**ATTIVITÀ DA SVOLGERE**
- A) Nel brano estratto sul clima politico dopo i ballottaggi, a quale schieramento i ballottaggi hanno dato ragione?
- B) Spieghi, sulla base del brano estratto, per quale motivo l'arroccamento tra i due poli della destra e della sinistra viene definito "necessario".
- C) Prosegua il brano sul clima politico dopo i ballottaggi a partire dalla sua ultima frase.

**BRANO ESTRATTO**
========

Dopo i ballottaggi che hanno dato ragione alla destra e scacco matto al PD, il clima politico si è ancor più avvelenato.
La polarizzazione si è appesantita più di quanto già non fosse ed ha assunto una intonazione rabbiosa. Si direbbe un livore sottaciuto sempre più a fatica, incline all’ invettiva, perfino irridente, dall’ una e dall’altra parte. Se le danno di santa ragione e la destra si comporta come se volesse infliggere il KO definitivo ad un avversario che, stretto all’ angolo, cerca fortunosamente di proteggersi almeno il viso.

Le vestali che, a suo tempo, hanno levato al cielo il loro dolente lamento contro quella pratica immonda che andava sotto il nome di “consociativismo” – esercizio non sempre nobilissimo, ma comunque ispirato ad un dialogo tra le parti che si riconoscevano una reciproca legittimazione – dovrebbero insorgere di fronte alla devastante condizione di arroccamento pregiudiziale e di incomunicabilità tra i due poli della destra e della sinistra. Arroccamento “necessario”, che sta, cioè, per forza, nell’ordine delle cose, dato che si è instaurata una logica nemico/amico, tale per cui la sopravvivenza dell’ uno è garantita solo dalla soppressione dell’ altro.

========

**DATI PRESENTATI**
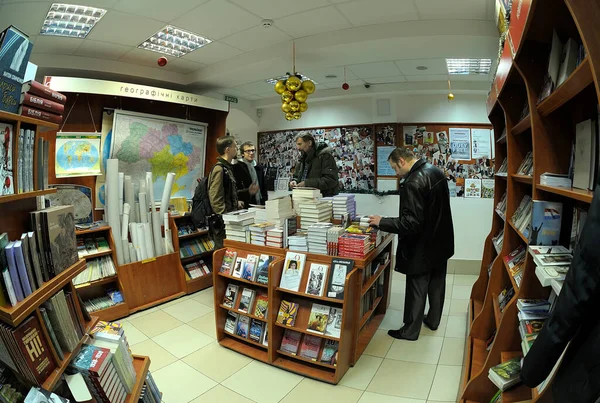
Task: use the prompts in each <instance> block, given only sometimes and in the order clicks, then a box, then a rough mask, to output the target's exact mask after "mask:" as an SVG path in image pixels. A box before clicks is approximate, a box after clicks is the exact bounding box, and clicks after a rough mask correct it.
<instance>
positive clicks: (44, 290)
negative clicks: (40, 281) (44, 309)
mask: <svg viewBox="0 0 600 403" xmlns="http://www.w3.org/2000/svg"><path fill="white" fill-rule="evenodd" d="M85 266H86V265H85V260H83V259H80V260H78V261H77V263H75V264H74V265H73V266H71V267H69V268H67V269H66V270H64V271H63V272H62V273H59V274H58V275H57V276H56V277H54V278H53V279H51V280H50V281H47V282H45V283H44V284H43V285H42V287H40V288H38V289H37V290H36V291H35V292H33V293H32V294H31V295H30V296H28V297H27V298H25V299H24V300H23V301H21V302H19V303H18V304H17V305H16V306H14V307H0V321H2V322H4V323H6V324H8V325H10V326H13V327H17V326H18V325H19V324H20V323H21V322H22V321H23V320H25V318H27V316H29V314H31V312H33V311H34V310H35V309H36V308H37V307H38V306H40V305H41V304H42V303H44V302H46V301H47V300H48V299H49V298H50V297H51V296H52V295H54V294H56V293H57V292H58V290H60V289H61V288H63V287H64V286H66V285H67V284H68V283H69V282H70V281H71V280H72V279H73V278H74V277H75V276H77V275H78V274H79V273H81V272H82V271H83V269H85Z"/></svg>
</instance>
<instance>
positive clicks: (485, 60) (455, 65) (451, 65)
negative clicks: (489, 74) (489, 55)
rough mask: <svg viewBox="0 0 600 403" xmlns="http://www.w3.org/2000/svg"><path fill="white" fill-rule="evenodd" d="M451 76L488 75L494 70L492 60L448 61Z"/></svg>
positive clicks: (447, 63) (449, 73)
mask: <svg viewBox="0 0 600 403" xmlns="http://www.w3.org/2000/svg"><path fill="white" fill-rule="evenodd" d="M446 65H447V66H448V73H449V74H459V75H468V74H475V75H487V74H490V69H491V68H492V60H491V59H446Z"/></svg>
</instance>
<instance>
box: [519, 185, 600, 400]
mask: <svg viewBox="0 0 600 403" xmlns="http://www.w3.org/2000/svg"><path fill="white" fill-rule="evenodd" d="M599 246H600V185H596V191H595V193H594V199H593V200H592V205H591V206H590V210H589V212H588V216H587V220H586V222H585V226H584V227H583V231H582V233H581V237H580V238H579V244H578V245H577V246H576V247H575V252H574V254H573V262H572V263H571V268H570V269H569V271H568V273H567V276H566V278H565V282H564V284H563V287H562V290H561V292H560V294H559V296H558V299H557V301H556V303H555V306H554V310H553V311H552V313H551V315H550V317H549V318H548V319H547V320H546V323H545V324H544V327H543V328H542V330H541V331H540V333H539V335H538V337H537V338H536V340H535V342H534V343H533V345H532V346H531V350H529V352H528V353H527V355H526V356H525V359H524V360H523V368H522V370H521V379H522V380H523V382H524V383H525V384H526V385H527V386H529V387H532V388H534V387H536V386H538V385H539V384H540V383H541V382H542V381H543V380H544V379H546V378H547V377H548V375H549V374H550V372H551V371H552V368H553V367H554V365H555V364H556V363H557V361H558V359H559V358H560V356H561V354H562V353H563V351H564V350H565V347H566V346H567V344H568V343H569V342H571V344H569V347H567V351H566V352H565V356H564V358H563V361H562V363H561V365H560V367H559V368H558V371H557V373H556V377H555V379H554V381H553V383H552V394H553V397H554V401H555V402H557V403H594V402H600V247H599Z"/></svg>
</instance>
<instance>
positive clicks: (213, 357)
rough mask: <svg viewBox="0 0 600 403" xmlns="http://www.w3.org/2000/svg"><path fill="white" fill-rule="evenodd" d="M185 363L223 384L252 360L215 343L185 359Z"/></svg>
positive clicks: (202, 349) (206, 347) (186, 357)
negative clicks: (223, 382)
mask: <svg viewBox="0 0 600 403" xmlns="http://www.w3.org/2000/svg"><path fill="white" fill-rule="evenodd" d="M183 362H185V363H186V364H188V365H189V366H190V367H192V368H194V369H195V370H196V371H198V372H200V373H202V374H204V375H206V376H208V377H209V378H211V379H213V380H215V381H217V382H223V381H224V380H225V379H227V378H229V377H230V376H231V375H233V374H235V373H236V372H238V371H239V370H240V369H242V368H244V367H245V366H246V365H248V364H250V363H251V362H252V359H250V358H248V357H246V356H245V355H242V354H239V353H236V352H235V351H232V350H229V349H227V348H225V347H221V346H220V345H219V343H217V342H216V341H215V342H212V343H210V344H209V345H207V346H205V347H203V348H201V349H200V350H198V351H196V352H194V353H192V354H190V355H188V356H187V357H185V358H183Z"/></svg>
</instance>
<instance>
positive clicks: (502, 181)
mask: <svg viewBox="0 0 600 403" xmlns="http://www.w3.org/2000/svg"><path fill="white" fill-rule="evenodd" d="M510 20H511V27H510V36H511V38H513V39H514V38H520V37H521V36H522V38H523V39H522V40H521V41H519V42H518V43H513V45H514V49H513V50H514V52H511V50H510V46H511V44H510V42H511V41H510V40H507V41H506V42H505V45H504V47H505V48H504V53H503V58H502V60H501V62H500V63H501V65H502V66H504V67H505V68H504V69H499V73H498V74H497V75H496V78H495V80H494V84H493V86H492V87H493V89H492V91H491V93H490V98H489V99H488V103H487V112H488V117H489V119H490V122H491V123H492V125H493V126H494V133H495V134H494V135H495V136H496V168H498V167H499V165H500V164H501V162H502V160H503V159H504V158H507V161H508V179H509V180H508V181H504V180H498V181H496V182H495V184H496V192H495V203H494V205H497V204H498V202H499V201H500V198H501V196H502V194H503V193H504V191H506V193H507V209H506V217H512V215H513V214H514V212H515V210H516V209H517V208H518V206H519V204H520V202H521V200H522V199H523V196H525V195H529V196H531V198H532V199H533V200H548V201H555V202H557V201H558V202H562V203H563V217H562V219H563V221H562V230H561V237H560V244H562V245H566V246H568V242H569V234H570V228H571V218H572V216H571V213H570V210H572V208H573V206H576V205H582V204H589V203H591V201H592V198H593V192H591V191H588V190H582V189H575V188H560V187H553V186H546V185H540V176H541V175H542V174H543V173H545V172H555V173H567V172H569V166H570V163H571V161H570V160H571V155H570V154H571V145H572V143H573V142H574V140H575V126H576V124H577V123H579V122H582V121H584V120H587V119H590V118H597V116H598V110H597V107H596V105H597V104H598V99H599V98H600V39H599V37H598V33H597V27H598V25H599V24H600V3H598V2H589V1H585V0H529V1H524V2H522V3H519V7H513V9H512V14H511V18H510ZM515 30H520V31H519V32H515ZM553 31H556V32H557V34H558V35H559V37H560V38H561V40H563V42H564V41H565V40H566V39H567V38H569V37H570V38H573V39H574V40H575V41H576V42H577V43H583V44H584V46H585V47H586V53H587V57H586V58H585V59H584V60H583V61H582V63H581V64H580V65H579V66H578V67H577V68H576V69H575V70H574V71H573V72H572V73H571V74H570V76H569V77H568V78H567V79H566V80H565V81H564V82H563V83H562V85H560V86H558V87H557V88H556V89H555V90H554V91H553V92H552V93H551V94H550V95H549V96H548V97H547V98H546V99H544V100H543V101H542V102H539V103H538V100H539V98H540V94H541V92H542V88H543V84H544V83H543V80H544V76H545V75H546V73H547V68H548V60H549V54H550V49H551V44H552V36H553ZM515 33H516V35H514V34H515ZM526 105H528V107H529V111H530V112H529V116H528V117H527V118H526V119H522V118H521V116H522V111H523V110H524V107H525V106H526ZM504 131H506V133H508V135H507V136H506V139H505V140H504V139H503V140H502V141H499V140H500V136H501V135H502V133H503V132H504ZM529 151H532V152H533V176H532V177H526V176H523V175H517V170H518V167H519V165H520V164H521V162H522V161H523V159H524V157H525V155H526V154H527V153H528V152H529ZM502 229H504V244H503V246H502V249H501V250H500V251H496V249H495V247H494V245H493V242H492V238H493V237H494V236H496V235H497V234H498V233H499V232H500V230H502ZM528 242H529V240H528V239H527V238H526V237H525V236H523V234H522V233H520V231H518V230H517V229H516V228H515V226H514V225H513V224H512V222H511V220H506V221H505V220H503V219H502V218H501V217H500V216H499V215H498V214H493V218H492V229H491V231H490V234H489V236H488V238H487V239H486V240H485V243H484V252H483V256H482V264H481V270H480V275H479V278H478V280H477V281H476V282H475V285H474V286H473V289H472V291H471V297H470V298H471V304H470V317H471V318H472V320H469V321H468V322H469V323H468V337H467V342H466V348H465V361H464V368H465V371H464V373H463V379H462V383H461V387H460V393H459V401H460V402H461V403H468V402H480V403H482V402H488V401H490V399H491V398H492V396H493V395H494V394H495V393H496V392H497V388H496V387H495V386H494V385H493V383H491V381H490V380H489V379H488V370H489V368H491V367H493V366H495V365H498V364H500V363H501V362H504V361H506V360H508V359H510V358H512V357H513V356H518V355H521V352H520V351H521V337H520V334H519V330H518V326H519V321H518V319H517V315H518V309H517V307H516V301H517V300H518V299H523V298H524V299H537V298H548V296H549V294H550V290H551V287H542V286H541V284H540V282H539V280H538V279H537V277H536V275H535V263H534V262H533V259H532V257H531V256H530V255H529V254H528V256H527V258H526V260H525V262H524V264H523V277H522V280H521V284H520V287H518V286H517V285H516V283H515V281H514V278H513V277H512V276H511V275H510V272H509V271H508V267H507V266H506V264H505V263H504V261H503V259H501V257H503V256H506V255H508V254H509V253H510V252H511V251H513V250H514V249H516V248H517V247H518V246H519V245H523V246H525V247H527V246H528ZM499 257H500V259H499ZM490 264H491V274H490V275H488V266H490ZM511 285H512V287H513V288H514V289H515V294H516V295H515V296H514V297H513V298H512V300H511V301H509V302H508V304H507V306H506V307H505V309H504V313H500V311H499V306H498V303H497V295H499V294H500V293H501V292H502V290H503V289H504V288H505V287H507V286H511ZM494 331H495V332H496V336H495V338H494V341H493V342H492V344H491V346H490V348H489V351H486V347H485V345H486V340H488V339H489V337H490V336H491V335H492V333H493V332H494ZM551 383H552V379H550V380H549V383H548V384H547V385H546V387H545V389H544V390H543V391H542V392H538V391H537V390H535V389H534V390H532V389H531V388H528V387H526V386H524V385H519V386H517V387H515V388H513V389H511V390H508V391H505V392H503V393H502V401H503V402H519V401H532V402H546V401H549V400H551V390H552V387H551Z"/></svg>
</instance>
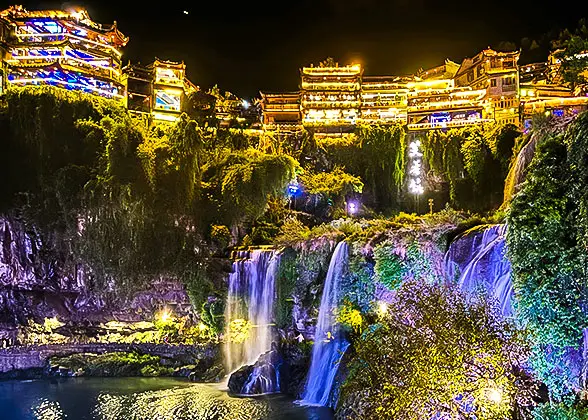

========

**RISPOSTE ALLE ATTIVITÀ**
- A) Alla destra.

- B) L'arroccamento è "necessario" perché si è instaurata una logica nemico/amico. In base a questa logica la sopravvivenza dell'uno è garantita solo dalla soppressione dell'altro.

- C)
Si approfondisce nel Paese un solco di cui francamente non abbiamo bisogno. Anche tra i cultori dell’ una e dell’altra parte, osservatori e giornalisti stabilmente arruolati di qua o di là comincia a comparire, nei talk-show, una reciproca intolleranza che talvolta già cede ad un linguaggio, si potrebbe dire, di trattenuta violenza.

Si discute, in questi giorni, delle scelte della destra, ispirate ad un vero o presunto autoritarismo. Il quale, per la verità, almeno fin qui – lo deve riconoscere anche chi non ha nulla, ma esattamente nulla da condividere con la destra – non ha ancora dato prove palesi di aver invaso proditoriamente il campo delle regole costituzionali e democratiche.
Hanno ragione di sostenere che se si fossero spinti a tanto, ci avrebbe pensato Mattarella. Ciò non toglie che una certa “nuance” autoritaria sia inserita nel patrimonio genetico della nostra destra e di tutte le altre, per cui, in qualche modo, bisogna pur farci il conto. Senza cadere in colpevoli distrazioni.

Eppure, la sinistra deve evitare di recitare la parte del pastorello che, nella favola di Esopo, gridava: “al lupo, al lupo”.
Il punto di una possibile “revanche” autoritaria non va accantonata, anche perché potrebbe essere favorito dalla complessità oggi del “governare” e dalla conseguente rassegnata consegna al capo carismatico di turno.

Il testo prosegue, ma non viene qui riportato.